### WHAT THE EXERCISE ASKS
In the iPhone modeling tutorial below, how many sides does the cylinder created in Step 1 have?
*** SOURCE TEXT ***
You can create your own setup file by making two planes to put the reference images on in Max. For the front reference plane, I use dimensions 4.5″ x 2.14″ with a .1″ plane thickness.

Step 1.

Ok lets get started. Start by creating a cylinder with 28 sides, 5 height segments and 1 on the cap segments. I started with a radius of .35, and a height of -0.35. Yours can be slightly different from this, just create the proper curve of the left iphone corner with the cylinder. It is important to try to match this cylinder’s thickness with the side view (left viewport) of the iPhone before moving on. Also, line it up so it doesn’t go past the silver trim in on the left viewport. You’ll see why on step 3′s image on the next page. Going to your modify tab on the right panel (looks like a blue rainbow) right click on your cylinder and select “Convert To: Editable Poly”. Next, click the Black box with the + sign next to your newly created Editable Poly object to expand it’s sub-object catagories and select the “Vertex”. Select now the vertices as shown (15 of them plus the 15 on the back and middle sections) in the image to the left and drag them to the right so they match with the width of the iphone. When you do this, make sure “Ignore Backfacing” in the selection area of the menu is NOT checked. You’ll notice you have an un-even amount of vertices on either side. Drag back to the center the odd ones so as to even it out. <– See image. Hide the side reference (right click while selected and set to “hide selection”) view if it’s getting in your way for now.
*** INFORMATION SHOWN ***
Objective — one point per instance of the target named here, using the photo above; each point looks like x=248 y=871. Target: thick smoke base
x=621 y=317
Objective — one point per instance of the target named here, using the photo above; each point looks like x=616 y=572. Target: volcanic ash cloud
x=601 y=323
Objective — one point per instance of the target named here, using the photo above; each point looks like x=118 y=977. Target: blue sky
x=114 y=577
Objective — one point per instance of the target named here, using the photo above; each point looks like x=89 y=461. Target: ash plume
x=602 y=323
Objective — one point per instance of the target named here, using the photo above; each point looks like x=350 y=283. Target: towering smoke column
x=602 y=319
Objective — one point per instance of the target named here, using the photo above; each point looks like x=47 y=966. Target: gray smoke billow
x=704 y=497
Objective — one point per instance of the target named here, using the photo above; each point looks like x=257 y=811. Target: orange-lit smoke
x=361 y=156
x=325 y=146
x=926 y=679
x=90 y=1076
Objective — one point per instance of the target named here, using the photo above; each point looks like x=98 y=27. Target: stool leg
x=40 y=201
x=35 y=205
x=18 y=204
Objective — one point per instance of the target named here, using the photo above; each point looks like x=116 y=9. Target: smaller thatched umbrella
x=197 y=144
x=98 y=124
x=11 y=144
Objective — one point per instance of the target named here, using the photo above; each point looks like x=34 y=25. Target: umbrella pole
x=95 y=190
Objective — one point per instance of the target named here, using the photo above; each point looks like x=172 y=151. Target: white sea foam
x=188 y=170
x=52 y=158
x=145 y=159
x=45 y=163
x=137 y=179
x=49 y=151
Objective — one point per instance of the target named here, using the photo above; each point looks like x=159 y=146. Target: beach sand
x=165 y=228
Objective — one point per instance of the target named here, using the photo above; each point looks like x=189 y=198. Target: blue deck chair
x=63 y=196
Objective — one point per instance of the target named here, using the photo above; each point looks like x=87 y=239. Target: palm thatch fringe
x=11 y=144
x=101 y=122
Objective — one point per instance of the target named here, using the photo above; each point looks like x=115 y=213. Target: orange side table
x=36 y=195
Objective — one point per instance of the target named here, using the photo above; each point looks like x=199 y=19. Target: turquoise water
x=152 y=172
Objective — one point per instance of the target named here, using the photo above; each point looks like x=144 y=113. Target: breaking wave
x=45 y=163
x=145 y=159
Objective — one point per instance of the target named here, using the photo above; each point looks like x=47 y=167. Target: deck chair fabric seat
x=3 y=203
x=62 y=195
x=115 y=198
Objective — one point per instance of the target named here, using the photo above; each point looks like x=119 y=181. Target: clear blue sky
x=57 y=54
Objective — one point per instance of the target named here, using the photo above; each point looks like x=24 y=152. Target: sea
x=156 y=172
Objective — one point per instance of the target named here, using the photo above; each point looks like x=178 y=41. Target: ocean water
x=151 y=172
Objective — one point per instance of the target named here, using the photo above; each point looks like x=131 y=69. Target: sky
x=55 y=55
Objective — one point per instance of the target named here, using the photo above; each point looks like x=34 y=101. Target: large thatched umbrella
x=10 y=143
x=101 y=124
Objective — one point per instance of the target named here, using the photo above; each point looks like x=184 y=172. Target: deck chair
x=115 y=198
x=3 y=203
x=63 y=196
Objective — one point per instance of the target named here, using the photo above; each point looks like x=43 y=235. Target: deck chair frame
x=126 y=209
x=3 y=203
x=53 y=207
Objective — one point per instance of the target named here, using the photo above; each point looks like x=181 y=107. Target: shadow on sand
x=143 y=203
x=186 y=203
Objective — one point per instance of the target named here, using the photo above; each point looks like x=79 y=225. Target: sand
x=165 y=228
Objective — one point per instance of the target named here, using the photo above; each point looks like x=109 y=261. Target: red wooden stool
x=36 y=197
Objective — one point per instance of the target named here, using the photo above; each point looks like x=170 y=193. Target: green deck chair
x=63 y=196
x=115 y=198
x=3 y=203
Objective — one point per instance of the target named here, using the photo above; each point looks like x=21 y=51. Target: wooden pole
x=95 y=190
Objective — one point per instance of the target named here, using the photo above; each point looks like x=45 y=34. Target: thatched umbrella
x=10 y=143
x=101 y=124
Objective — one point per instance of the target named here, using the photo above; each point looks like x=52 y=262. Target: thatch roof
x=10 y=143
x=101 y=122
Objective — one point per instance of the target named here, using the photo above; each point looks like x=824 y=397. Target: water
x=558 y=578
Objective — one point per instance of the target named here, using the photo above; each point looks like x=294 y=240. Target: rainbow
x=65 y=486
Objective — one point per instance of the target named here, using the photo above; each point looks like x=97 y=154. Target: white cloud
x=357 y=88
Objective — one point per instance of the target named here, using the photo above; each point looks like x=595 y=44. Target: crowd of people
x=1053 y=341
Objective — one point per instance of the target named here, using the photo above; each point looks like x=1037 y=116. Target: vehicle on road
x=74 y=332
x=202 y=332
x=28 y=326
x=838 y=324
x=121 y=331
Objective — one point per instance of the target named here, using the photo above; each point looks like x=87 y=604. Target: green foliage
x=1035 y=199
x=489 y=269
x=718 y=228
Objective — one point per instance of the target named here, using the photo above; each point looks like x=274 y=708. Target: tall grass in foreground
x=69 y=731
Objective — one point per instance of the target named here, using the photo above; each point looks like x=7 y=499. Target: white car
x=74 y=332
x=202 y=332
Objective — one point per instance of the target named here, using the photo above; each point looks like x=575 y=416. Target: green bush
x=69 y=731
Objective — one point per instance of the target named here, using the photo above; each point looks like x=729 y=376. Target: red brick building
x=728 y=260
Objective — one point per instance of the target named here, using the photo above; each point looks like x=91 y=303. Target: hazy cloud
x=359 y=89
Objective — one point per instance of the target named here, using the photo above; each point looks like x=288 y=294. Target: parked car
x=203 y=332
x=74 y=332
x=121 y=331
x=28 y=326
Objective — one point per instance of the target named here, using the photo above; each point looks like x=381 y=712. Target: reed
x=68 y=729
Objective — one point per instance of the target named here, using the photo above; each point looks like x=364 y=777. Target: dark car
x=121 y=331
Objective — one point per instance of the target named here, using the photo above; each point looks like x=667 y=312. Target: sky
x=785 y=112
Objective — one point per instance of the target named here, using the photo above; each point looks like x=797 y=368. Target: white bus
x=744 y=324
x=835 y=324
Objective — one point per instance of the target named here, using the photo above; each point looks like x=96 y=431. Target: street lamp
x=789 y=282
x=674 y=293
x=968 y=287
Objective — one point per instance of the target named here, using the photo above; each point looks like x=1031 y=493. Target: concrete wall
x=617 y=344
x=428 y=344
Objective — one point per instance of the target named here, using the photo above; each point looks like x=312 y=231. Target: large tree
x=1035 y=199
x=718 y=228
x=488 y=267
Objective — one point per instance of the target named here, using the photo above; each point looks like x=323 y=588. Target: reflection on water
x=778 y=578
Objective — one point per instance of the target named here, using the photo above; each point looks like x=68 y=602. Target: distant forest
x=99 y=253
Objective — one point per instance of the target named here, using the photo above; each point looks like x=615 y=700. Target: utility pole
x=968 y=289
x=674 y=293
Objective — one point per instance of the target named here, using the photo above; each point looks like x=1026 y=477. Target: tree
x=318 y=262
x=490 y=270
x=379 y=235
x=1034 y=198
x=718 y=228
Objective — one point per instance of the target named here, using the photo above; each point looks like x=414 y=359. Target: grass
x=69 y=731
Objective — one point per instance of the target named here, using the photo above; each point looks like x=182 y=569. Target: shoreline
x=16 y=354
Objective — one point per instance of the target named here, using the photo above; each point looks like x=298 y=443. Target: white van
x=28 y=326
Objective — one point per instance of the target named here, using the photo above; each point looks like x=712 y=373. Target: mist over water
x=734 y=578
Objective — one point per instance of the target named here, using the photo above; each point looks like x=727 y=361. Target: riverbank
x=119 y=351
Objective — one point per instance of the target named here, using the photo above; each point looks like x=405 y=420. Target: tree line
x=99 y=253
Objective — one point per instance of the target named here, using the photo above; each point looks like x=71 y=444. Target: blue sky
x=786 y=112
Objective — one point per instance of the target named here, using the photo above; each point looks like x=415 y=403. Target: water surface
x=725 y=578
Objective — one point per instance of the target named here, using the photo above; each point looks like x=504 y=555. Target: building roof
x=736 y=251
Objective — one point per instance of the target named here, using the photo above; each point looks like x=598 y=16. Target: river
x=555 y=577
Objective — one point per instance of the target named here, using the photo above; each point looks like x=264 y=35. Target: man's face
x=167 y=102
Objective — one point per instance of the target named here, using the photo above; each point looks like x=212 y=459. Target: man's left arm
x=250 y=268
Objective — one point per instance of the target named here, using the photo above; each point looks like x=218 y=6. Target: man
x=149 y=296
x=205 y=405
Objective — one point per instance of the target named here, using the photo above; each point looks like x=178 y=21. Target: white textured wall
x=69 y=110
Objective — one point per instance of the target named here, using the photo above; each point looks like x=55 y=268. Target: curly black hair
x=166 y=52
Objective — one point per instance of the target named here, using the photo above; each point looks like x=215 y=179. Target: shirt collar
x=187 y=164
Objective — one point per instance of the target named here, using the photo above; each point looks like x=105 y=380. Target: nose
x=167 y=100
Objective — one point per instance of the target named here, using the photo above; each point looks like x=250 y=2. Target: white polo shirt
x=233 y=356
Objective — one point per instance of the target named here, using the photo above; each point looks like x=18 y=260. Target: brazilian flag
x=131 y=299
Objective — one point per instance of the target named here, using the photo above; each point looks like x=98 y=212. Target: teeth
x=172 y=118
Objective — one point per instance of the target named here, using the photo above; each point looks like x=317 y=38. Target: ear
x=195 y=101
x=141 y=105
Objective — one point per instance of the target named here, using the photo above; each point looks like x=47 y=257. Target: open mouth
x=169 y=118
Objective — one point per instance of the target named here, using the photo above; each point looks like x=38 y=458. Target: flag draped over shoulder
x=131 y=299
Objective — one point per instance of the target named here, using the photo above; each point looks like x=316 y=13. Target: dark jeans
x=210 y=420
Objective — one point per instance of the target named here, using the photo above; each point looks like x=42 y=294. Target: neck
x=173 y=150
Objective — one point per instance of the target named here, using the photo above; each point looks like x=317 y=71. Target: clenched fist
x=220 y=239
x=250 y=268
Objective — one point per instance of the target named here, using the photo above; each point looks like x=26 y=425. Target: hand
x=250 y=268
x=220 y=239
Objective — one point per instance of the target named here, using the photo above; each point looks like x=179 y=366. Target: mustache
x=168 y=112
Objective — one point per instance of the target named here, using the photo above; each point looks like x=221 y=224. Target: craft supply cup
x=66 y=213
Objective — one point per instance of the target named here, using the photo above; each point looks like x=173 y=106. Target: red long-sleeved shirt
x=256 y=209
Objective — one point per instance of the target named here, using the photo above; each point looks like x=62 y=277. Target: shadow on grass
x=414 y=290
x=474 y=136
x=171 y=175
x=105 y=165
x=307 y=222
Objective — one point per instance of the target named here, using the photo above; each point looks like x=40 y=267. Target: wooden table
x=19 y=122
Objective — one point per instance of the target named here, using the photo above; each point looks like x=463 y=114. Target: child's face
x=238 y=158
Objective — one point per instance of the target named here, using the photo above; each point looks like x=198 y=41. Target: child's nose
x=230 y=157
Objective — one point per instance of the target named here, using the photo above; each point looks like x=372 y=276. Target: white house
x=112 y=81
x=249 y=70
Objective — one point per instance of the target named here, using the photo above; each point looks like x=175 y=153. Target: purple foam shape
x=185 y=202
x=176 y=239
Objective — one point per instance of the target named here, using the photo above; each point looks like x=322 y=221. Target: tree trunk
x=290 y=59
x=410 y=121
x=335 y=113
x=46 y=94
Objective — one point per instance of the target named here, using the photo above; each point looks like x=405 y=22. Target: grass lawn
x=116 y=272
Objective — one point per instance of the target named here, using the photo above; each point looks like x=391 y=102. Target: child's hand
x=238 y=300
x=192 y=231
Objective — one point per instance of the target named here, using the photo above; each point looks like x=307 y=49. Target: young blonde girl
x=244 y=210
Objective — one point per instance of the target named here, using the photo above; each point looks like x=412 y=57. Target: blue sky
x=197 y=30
***
### SOLUTION TO THIS TASK
28 sides